__Exercise__.
All that is needed is every line of the listing below that has "soldier".

__Data shown__.
#####

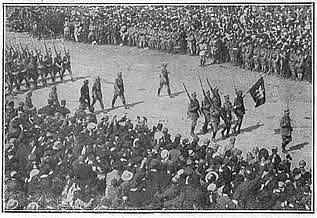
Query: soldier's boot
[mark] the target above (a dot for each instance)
(228, 131)
(112, 103)
(169, 92)
(102, 106)
(223, 134)
(214, 135)
(234, 130)
(125, 105)
(283, 148)
(192, 133)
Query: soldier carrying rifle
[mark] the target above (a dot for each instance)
(193, 110)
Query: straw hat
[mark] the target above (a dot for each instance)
(12, 204)
(126, 175)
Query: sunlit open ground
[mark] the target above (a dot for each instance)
(141, 67)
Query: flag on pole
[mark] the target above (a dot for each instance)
(257, 92)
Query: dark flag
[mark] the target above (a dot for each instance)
(257, 92)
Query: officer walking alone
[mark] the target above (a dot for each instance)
(84, 94)
(119, 91)
(164, 81)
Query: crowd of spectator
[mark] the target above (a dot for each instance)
(58, 160)
(274, 39)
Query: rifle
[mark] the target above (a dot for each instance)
(64, 47)
(211, 89)
(190, 98)
(54, 48)
(33, 44)
(45, 47)
(22, 50)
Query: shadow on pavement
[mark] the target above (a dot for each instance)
(48, 85)
(114, 108)
(298, 146)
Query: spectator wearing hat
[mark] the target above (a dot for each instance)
(62, 109)
(275, 158)
(49, 109)
(53, 97)
(28, 101)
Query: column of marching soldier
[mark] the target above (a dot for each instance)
(23, 64)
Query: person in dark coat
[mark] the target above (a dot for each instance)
(193, 109)
(97, 93)
(62, 109)
(286, 129)
(239, 110)
(84, 94)
(119, 91)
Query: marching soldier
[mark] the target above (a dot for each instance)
(53, 96)
(41, 68)
(255, 57)
(216, 99)
(96, 93)
(58, 65)
(28, 101)
(292, 62)
(286, 129)
(205, 107)
(299, 62)
(202, 52)
(164, 80)
(84, 94)
(275, 61)
(193, 109)
(227, 116)
(214, 119)
(239, 110)
(62, 109)
(66, 65)
(118, 91)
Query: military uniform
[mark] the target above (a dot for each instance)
(275, 62)
(84, 94)
(193, 109)
(118, 90)
(58, 66)
(299, 62)
(164, 80)
(286, 129)
(291, 63)
(53, 96)
(239, 111)
(202, 53)
(255, 59)
(97, 94)
(205, 107)
(214, 119)
(227, 115)
(67, 66)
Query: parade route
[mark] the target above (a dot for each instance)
(140, 69)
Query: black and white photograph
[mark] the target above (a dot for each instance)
(158, 107)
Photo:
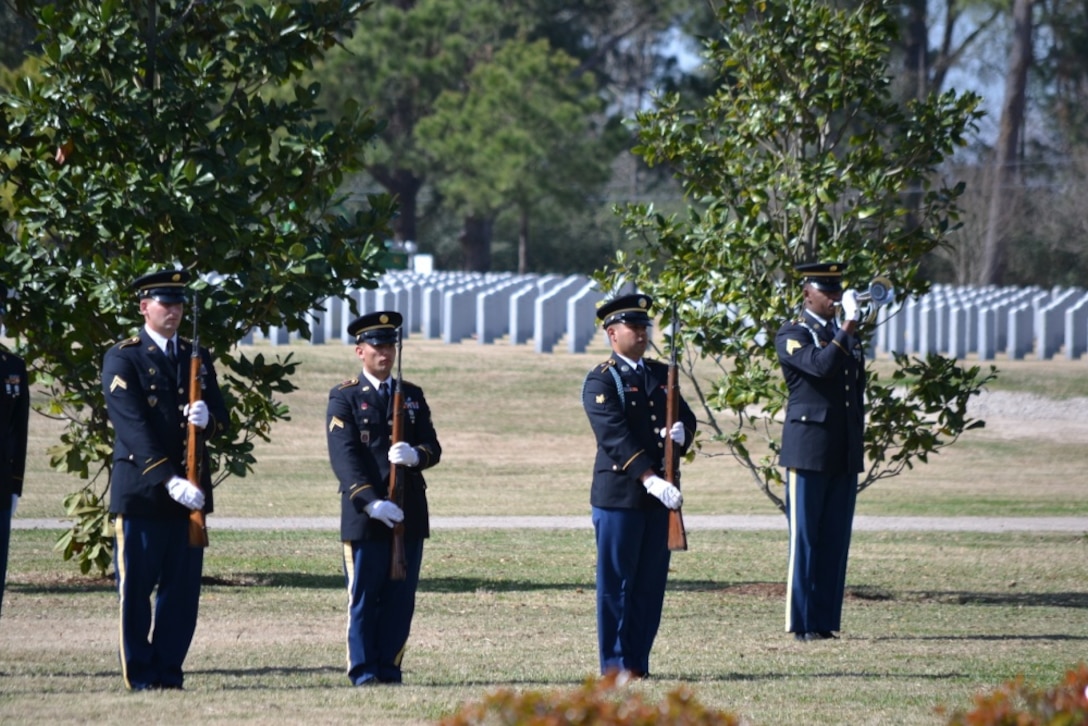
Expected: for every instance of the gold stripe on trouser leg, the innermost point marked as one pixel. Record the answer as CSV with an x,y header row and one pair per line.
x,y
349,568
791,483
119,530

#####

__Expected output__.
Query: soldier's boot
Query: soldier carrying rifle
Query: column of marching soldier
Query: marching soldier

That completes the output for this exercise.